Segment Open
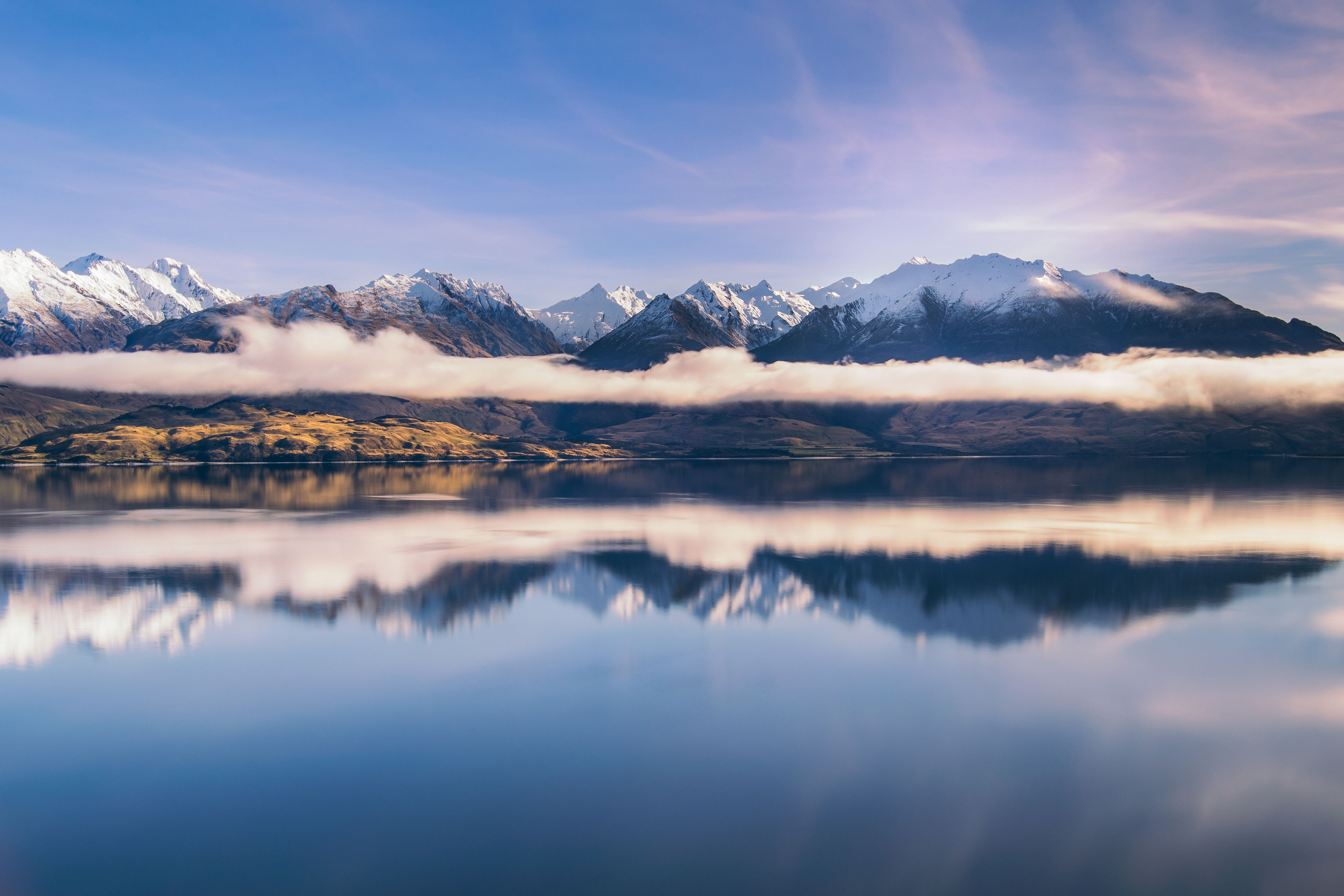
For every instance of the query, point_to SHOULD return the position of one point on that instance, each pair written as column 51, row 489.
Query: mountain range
column 93, row 303
column 460, row 317
column 984, row 308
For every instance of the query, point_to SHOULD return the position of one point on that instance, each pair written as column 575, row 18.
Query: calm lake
column 963, row 676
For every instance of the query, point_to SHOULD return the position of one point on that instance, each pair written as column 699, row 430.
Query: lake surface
column 971, row 676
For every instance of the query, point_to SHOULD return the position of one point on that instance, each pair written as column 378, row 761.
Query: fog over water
column 319, row 357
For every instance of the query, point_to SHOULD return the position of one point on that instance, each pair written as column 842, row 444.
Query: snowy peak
column 747, row 308
column 91, row 304
column 582, row 320
column 187, row 282
column 983, row 281
column 836, row 293
column 83, row 265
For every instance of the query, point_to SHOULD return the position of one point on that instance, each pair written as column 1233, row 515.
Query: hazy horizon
column 549, row 149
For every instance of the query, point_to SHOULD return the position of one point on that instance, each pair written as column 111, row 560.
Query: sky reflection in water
column 947, row 678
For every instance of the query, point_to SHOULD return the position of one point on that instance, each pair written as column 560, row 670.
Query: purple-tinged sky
column 550, row 146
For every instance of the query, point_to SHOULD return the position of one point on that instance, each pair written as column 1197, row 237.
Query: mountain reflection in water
column 115, row 558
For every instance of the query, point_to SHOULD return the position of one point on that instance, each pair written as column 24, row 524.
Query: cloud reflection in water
column 983, row 573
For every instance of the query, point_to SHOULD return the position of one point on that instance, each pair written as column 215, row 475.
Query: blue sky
column 552, row 146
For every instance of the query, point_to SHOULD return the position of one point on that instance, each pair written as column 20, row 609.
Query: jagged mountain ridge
column 705, row 316
column 991, row 308
column 582, row 320
column 460, row 317
column 93, row 303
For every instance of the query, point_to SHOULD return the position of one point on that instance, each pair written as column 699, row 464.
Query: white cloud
column 319, row 357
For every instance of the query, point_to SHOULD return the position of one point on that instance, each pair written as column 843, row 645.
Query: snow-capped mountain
column 991, row 308
column 705, row 316
column 460, row 317
column 584, row 320
column 93, row 303
column 838, row 293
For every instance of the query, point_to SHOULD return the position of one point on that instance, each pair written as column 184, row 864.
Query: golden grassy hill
column 25, row 414
column 232, row 432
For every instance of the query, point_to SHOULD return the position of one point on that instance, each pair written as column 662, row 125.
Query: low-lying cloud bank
column 324, row 358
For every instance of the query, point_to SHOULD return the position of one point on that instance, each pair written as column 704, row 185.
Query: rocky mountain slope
column 705, row 316
column 93, row 303
column 460, row 317
column 582, row 320
column 991, row 308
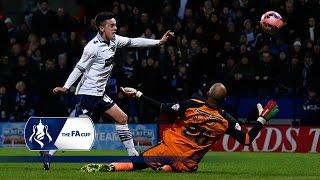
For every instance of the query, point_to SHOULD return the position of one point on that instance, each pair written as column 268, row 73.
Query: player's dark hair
column 101, row 17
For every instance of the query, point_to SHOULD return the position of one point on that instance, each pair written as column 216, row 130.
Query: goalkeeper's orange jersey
column 198, row 127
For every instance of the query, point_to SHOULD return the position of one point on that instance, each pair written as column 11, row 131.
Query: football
column 271, row 22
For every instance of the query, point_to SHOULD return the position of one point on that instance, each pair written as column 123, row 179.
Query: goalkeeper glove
column 268, row 112
column 131, row 92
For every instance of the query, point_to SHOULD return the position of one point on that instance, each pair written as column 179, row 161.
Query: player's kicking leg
column 122, row 128
column 120, row 166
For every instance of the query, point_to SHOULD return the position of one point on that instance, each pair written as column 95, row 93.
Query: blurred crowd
column 215, row 40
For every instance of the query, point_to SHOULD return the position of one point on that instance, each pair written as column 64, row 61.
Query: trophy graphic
column 39, row 132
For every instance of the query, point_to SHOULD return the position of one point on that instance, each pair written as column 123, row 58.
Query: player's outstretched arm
column 265, row 114
column 75, row 74
column 143, row 42
column 169, row 34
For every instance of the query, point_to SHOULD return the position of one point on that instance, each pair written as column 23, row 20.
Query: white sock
column 126, row 138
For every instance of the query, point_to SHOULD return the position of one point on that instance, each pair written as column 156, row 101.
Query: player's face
column 109, row 29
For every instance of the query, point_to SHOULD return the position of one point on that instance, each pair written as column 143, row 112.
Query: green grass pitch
column 215, row 165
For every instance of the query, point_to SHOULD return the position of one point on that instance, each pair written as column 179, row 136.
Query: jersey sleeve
column 86, row 59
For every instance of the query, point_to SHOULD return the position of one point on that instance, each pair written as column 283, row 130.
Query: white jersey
column 96, row 62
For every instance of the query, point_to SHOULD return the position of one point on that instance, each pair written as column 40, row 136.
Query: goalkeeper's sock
column 126, row 138
column 123, row 166
column 52, row 152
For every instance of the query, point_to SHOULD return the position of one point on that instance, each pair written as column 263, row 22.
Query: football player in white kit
column 96, row 65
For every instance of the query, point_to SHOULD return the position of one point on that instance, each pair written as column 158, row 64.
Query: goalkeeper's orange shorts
column 160, row 155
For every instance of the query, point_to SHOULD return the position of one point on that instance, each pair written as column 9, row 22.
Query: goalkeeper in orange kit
column 198, row 126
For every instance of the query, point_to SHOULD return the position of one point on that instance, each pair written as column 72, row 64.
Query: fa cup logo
column 39, row 132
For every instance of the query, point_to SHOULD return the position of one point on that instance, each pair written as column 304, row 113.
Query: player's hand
column 268, row 112
column 169, row 34
column 131, row 92
column 60, row 90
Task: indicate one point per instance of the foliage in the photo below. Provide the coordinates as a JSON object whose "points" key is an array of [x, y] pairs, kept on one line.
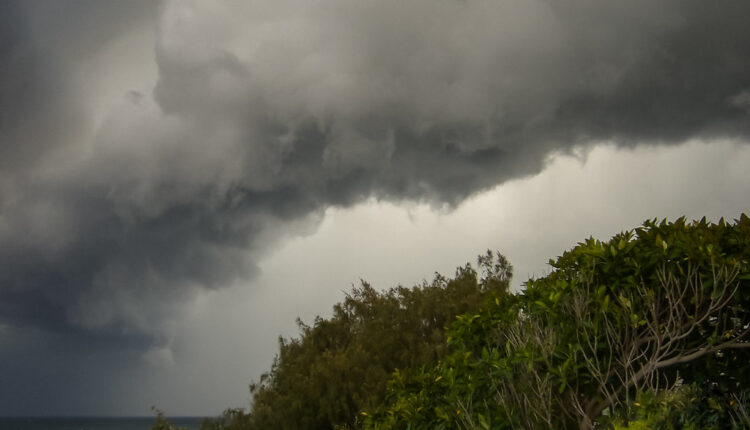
{"points": [[688, 408], [340, 366], [612, 321]]}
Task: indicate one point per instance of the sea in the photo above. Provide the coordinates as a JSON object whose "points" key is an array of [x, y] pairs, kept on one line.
{"points": [[91, 423]]}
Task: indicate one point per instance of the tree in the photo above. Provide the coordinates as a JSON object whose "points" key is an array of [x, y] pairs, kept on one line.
{"points": [[340, 366], [643, 312]]}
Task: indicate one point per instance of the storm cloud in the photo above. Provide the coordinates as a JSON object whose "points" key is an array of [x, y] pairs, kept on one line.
{"points": [[252, 118]]}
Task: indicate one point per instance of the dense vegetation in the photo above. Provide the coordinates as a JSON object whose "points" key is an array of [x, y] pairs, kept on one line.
{"points": [[647, 330]]}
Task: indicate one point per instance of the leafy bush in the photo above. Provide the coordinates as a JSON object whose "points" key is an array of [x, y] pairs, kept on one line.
{"points": [[613, 320]]}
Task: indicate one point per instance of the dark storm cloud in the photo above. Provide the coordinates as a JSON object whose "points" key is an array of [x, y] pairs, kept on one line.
{"points": [[264, 115]]}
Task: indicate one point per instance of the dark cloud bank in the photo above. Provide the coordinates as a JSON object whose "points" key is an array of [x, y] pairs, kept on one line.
{"points": [[263, 116]]}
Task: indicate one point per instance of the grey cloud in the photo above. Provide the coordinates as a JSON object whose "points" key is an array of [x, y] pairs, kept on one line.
{"points": [[264, 115]]}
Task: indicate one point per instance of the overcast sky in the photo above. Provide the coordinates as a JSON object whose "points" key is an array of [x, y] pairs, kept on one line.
{"points": [[180, 180]]}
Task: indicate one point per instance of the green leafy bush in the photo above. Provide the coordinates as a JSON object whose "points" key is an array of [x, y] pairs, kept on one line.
{"points": [[615, 319]]}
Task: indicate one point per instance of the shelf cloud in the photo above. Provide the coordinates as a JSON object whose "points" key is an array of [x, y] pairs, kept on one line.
{"points": [[260, 115]]}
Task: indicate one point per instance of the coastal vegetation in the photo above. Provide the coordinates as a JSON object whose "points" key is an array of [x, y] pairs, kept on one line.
{"points": [[650, 329]]}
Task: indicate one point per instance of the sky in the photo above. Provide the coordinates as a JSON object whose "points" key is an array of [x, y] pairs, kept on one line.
{"points": [[180, 180]]}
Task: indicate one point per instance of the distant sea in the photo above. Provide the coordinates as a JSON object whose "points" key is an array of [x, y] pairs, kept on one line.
{"points": [[87, 423]]}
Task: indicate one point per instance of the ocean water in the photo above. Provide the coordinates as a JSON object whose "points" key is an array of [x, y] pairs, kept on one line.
{"points": [[88, 423]]}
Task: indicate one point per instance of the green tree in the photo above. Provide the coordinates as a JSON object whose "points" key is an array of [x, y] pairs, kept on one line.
{"points": [[642, 312], [340, 366]]}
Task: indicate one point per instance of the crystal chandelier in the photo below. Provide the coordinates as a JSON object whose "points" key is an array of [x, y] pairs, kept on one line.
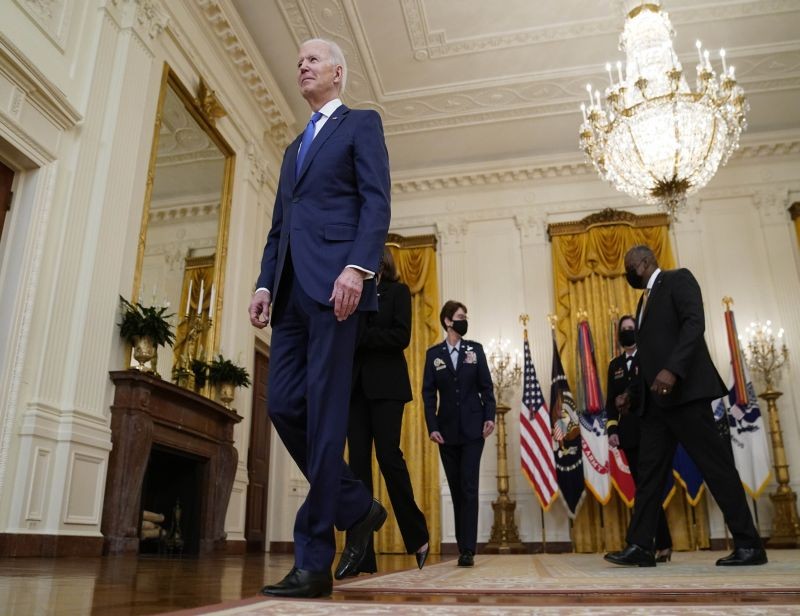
{"points": [[653, 137]]}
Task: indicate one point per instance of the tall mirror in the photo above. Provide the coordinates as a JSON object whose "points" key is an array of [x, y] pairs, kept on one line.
{"points": [[183, 238]]}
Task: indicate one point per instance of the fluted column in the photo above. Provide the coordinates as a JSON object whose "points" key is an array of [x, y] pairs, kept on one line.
{"points": [[452, 234]]}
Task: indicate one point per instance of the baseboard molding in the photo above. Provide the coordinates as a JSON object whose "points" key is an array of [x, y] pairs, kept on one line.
{"points": [[231, 546], [48, 546], [281, 547], [530, 547]]}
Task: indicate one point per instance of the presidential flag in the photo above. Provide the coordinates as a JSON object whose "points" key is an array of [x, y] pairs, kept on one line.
{"points": [[748, 436], [566, 436], [592, 415], [536, 440]]}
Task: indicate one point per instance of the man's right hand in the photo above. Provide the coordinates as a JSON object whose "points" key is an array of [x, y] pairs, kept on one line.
{"points": [[259, 308]]}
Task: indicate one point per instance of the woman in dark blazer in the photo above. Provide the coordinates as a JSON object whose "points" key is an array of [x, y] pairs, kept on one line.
{"points": [[458, 372], [381, 388]]}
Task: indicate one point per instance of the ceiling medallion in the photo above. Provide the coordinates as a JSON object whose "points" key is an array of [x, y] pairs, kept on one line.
{"points": [[653, 137]]}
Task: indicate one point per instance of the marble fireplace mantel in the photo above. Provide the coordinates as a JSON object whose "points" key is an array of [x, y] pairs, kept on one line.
{"points": [[149, 411]]}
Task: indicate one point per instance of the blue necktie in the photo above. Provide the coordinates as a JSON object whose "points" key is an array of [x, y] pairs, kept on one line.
{"points": [[305, 144]]}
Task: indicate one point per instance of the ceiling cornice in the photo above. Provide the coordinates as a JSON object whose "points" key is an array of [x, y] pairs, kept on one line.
{"points": [[759, 68], [434, 44], [519, 171]]}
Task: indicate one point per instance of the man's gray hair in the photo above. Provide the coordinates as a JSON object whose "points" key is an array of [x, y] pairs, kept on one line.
{"points": [[336, 57]]}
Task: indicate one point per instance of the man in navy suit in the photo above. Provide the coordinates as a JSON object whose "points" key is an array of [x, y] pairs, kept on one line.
{"points": [[679, 381], [329, 225]]}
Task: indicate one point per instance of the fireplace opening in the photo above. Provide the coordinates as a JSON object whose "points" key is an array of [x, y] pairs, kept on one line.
{"points": [[170, 518]]}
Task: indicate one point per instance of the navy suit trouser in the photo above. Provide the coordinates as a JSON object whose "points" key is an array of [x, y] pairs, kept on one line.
{"points": [[462, 465], [311, 363], [693, 426]]}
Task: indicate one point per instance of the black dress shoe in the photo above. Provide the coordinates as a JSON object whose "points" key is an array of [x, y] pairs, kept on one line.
{"points": [[301, 583], [283, 583], [744, 556], [358, 539], [632, 556], [422, 556]]}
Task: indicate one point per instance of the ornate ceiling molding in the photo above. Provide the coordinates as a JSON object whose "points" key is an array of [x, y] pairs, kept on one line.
{"points": [[33, 85], [247, 70], [760, 69], [146, 17], [434, 44], [452, 179], [51, 17], [488, 177]]}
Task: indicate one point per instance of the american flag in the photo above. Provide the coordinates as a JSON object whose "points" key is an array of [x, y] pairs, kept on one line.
{"points": [[536, 447]]}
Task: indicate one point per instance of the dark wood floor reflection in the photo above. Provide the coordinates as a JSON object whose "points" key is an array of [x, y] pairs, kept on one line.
{"points": [[128, 585]]}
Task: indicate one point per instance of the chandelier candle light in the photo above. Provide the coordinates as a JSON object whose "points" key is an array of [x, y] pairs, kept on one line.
{"points": [[654, 138], [766, 356]]}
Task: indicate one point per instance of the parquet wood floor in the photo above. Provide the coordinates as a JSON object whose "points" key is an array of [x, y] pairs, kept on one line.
{"points": [[127, 586], [135, 586]]}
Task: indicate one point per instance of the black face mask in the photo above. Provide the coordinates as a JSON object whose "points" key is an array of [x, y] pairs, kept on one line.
{"points": [[627, 337], [634, 279], [460, 327]]}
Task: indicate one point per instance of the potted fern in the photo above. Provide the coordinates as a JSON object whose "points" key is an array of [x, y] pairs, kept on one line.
{"points": [[145, 328], [226, 377]]}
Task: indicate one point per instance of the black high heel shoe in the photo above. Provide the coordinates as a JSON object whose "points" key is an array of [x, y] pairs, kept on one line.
{"points": [[422, 556]]}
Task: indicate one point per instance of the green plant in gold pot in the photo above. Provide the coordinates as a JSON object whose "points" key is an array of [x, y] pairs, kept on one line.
{"points": [[226, 377], [146, 328]]}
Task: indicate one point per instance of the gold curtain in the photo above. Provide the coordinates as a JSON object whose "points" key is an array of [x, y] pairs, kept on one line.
{"points": [[794, 210], [415, 258], [588, 274]]}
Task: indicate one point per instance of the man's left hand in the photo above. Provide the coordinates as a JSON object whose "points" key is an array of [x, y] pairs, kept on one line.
{"points": [[663, 383], [347, 292]]}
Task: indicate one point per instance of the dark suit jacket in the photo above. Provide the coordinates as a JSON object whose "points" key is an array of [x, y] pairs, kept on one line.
{"points": [[670, 336], [337, 211], [622, 379], [380, 367], [466, 395]]}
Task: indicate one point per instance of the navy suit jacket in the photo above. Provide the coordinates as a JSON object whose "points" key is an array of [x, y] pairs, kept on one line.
{"points": [[336, 213], [671, 336], [466, 395]]}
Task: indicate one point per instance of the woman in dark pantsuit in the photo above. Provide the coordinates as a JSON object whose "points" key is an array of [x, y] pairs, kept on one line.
{"points": [[457, 371], [381, 388]]}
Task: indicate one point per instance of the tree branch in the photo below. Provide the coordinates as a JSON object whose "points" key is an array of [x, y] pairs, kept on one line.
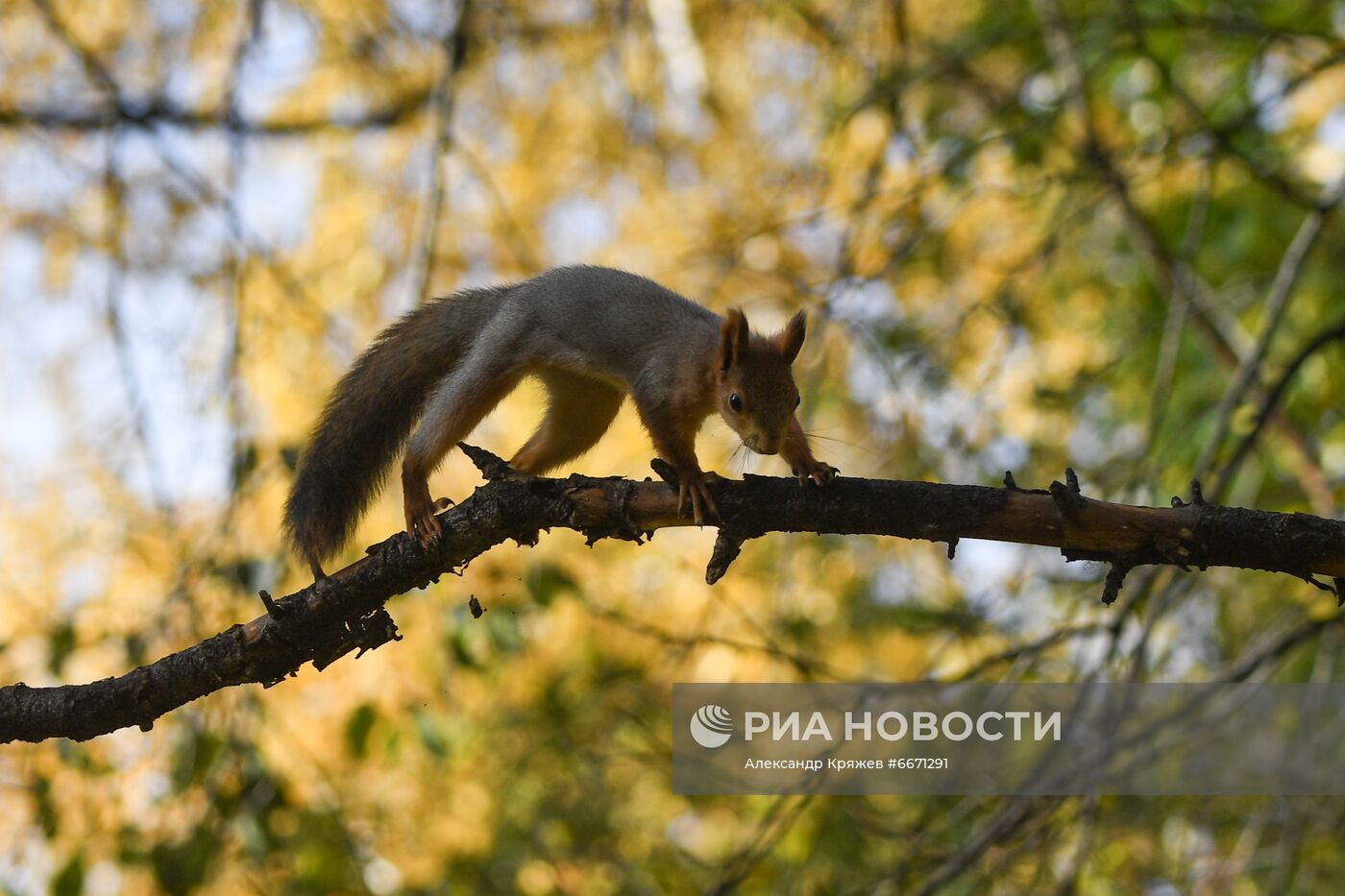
{"points": [[345, 613]]}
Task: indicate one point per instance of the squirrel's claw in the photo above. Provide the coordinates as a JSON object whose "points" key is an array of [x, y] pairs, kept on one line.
{"points": [[693, 485], [421, 521], [818, 472]]}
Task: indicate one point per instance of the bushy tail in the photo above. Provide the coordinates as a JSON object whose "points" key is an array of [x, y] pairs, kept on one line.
{"points": [[372, 412]]}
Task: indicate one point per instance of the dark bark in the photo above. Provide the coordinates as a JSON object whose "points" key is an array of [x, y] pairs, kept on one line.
{"points": [[346, 613]]}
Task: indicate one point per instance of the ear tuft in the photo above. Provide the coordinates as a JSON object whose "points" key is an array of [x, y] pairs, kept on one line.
{"points": [[733, 339], [791, 338]]}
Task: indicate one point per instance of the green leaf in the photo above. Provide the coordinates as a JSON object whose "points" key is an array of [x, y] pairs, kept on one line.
{"points": [[356, 729], [69, 880], [545, 581]]}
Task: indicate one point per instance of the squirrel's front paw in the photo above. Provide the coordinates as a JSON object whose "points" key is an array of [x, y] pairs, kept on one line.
{"points": [[693, 483], [818, 472]]}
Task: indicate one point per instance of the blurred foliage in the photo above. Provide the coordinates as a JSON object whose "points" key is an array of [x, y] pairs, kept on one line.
{"points": [[1029, 235]]}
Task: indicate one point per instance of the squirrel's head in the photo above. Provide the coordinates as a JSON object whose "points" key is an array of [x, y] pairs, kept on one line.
{"points": [[755, 385]]}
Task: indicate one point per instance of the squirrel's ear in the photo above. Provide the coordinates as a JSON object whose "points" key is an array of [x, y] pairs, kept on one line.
{"points": [[791, 338], [733, 339]]}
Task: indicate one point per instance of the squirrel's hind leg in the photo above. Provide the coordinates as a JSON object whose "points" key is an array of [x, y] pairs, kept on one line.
{"points": [[452, 412], [578, 412]]}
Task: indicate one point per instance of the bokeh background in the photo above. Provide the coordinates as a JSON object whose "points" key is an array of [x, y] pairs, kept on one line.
{"points": [[1028, 233]]}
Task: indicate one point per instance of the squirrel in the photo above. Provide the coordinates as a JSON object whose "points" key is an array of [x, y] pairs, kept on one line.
{"points": [[592, 335]]}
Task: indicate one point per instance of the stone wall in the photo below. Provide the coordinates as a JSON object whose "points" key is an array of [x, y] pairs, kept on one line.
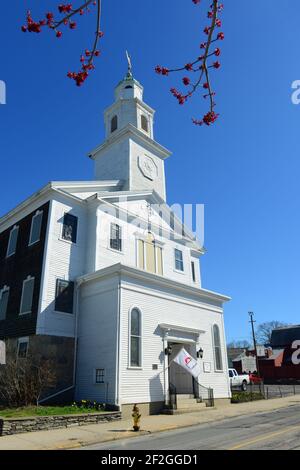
Segment Closed
## Task instructions
Please give back, exactly as it stands above, the stretch from the line with "64, row 61." through the line with "123, row 58.", and no line outside it.

## Response below
For every instance of the query, point_to SHOULD return the position of one point on that instance, each pair written as column 64, row 61.
Query: trophy graphic
column 39, row 132
For every instance of the query, point_to SHOULD return the position of one point on that instance, each pair written as column 123, row 58.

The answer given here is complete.